Tu tarea:
Según la página, ¿cuántas veces seguidas podía levantarse la perrilla ante el mismo ruido extraño?

Página:
⟨

Por qué no me gusta la seguridad (un poco de contexto)
Querido lector, futuro navegante:
Recuerdo con qué rapidez reaccionaba nuestra perrilla, sobre todo cuando era jovencita, ante cualquier estímulo inesperado. Su naturaleza se ponía en guardia en cuanto algo no encajaba en el mundo tranquilo que ella esperaba sentir a su alrededor.
Podía levantarse veinte veces seguidas ante el mismo ruido extraño, para volver a tumbarse plácidamente.
Aunque los seres humanos hemos perdido buena parte de esos sentidos, en cuanto a la agudeza visual, auditiva y, sobre todo, olfativa, no cabe duda de que nuestra capacidad de alerta sigue ahí, como parte de nuestro instinto de supervivencia.
Y la encontramos en una parte de nuestro cerebro, la que ha conseguido mantenernos vivos como especie durante miles de años, rápida para detectar y dispuesta a enviar instrucciones ágiles que nos permitan estar a salvo de cualquier peligro.
Otra parte, mucho más lenta, nos permite hacer razonamientos profundos y, por ejemplo, escribir este post. Más perezosa, que le cuesta mucho más entrar en juego y poner orden en nosotros mismos. Pero, a la vez, que es la que nos distingue, por ejemplo, de los chimpancés.
O de mi querida perrilla.
Si recuerdas, hemos comentado en muchas ocasiones esa dualidad que hay en nuestra mente, que autores como Daniel Kahneman o Steve Peters han estudiado con tanta agudeza.
Pero el hombre moderno, al menos en el mundo desarrollado, muy raramente se enfrenta a situaciones en su día a día que le pongan, verdaderamente, en riesgo de vida.
Sin embargo, seguimos percibiendo peligros. Emocionales, materiales, culturales, si cabe, pero multitud de riesgos.
Unas personas los perciben y los gestionan de una manera y otros de otra, pero todos seguimos sintiendo un cosquilleo en el estómago, un chorro de adrenalina que inunda nuestro torrente sanguíneo, un subidón de pulsaciones ante ciertos estímulos.

⟩

Entradas proporcionadas:
⟨

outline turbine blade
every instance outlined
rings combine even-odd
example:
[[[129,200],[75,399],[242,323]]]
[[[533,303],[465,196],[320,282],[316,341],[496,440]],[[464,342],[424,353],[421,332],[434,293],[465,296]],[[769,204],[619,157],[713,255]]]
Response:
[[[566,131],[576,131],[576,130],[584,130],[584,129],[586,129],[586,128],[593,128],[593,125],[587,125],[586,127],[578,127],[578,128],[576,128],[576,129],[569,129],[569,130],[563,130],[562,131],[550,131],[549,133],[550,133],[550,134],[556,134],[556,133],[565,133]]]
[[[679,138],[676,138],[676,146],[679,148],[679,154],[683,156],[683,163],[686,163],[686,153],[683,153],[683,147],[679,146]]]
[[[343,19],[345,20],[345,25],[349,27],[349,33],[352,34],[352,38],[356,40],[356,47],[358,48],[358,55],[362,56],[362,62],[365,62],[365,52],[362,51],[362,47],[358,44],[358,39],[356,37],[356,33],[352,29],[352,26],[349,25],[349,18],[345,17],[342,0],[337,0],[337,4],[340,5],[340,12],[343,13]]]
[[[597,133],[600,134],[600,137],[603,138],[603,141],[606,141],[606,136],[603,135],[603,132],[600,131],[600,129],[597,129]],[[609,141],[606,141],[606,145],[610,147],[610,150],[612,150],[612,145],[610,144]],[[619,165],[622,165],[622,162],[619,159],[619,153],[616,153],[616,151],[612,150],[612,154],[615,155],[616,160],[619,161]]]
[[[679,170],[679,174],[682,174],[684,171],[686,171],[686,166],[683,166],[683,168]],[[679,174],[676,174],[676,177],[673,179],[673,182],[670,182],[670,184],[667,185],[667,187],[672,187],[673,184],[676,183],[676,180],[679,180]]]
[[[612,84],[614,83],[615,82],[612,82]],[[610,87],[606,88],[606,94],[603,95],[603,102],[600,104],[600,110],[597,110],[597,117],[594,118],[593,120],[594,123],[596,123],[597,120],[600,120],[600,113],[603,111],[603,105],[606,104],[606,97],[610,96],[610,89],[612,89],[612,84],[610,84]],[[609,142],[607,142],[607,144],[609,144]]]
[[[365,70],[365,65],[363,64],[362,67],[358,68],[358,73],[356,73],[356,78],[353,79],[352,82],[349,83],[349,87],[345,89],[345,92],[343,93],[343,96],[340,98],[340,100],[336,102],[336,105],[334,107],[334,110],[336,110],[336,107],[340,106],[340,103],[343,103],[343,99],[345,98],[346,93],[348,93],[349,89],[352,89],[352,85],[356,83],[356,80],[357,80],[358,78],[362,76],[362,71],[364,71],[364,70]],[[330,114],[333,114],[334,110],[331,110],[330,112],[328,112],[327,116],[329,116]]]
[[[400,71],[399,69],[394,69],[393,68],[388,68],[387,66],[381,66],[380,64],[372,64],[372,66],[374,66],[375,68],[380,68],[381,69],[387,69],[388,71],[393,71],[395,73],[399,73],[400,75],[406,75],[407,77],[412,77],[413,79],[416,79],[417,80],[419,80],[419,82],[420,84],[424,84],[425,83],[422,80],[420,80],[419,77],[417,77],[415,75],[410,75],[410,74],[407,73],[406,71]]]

⟩

Respuesta:
Veinte veces.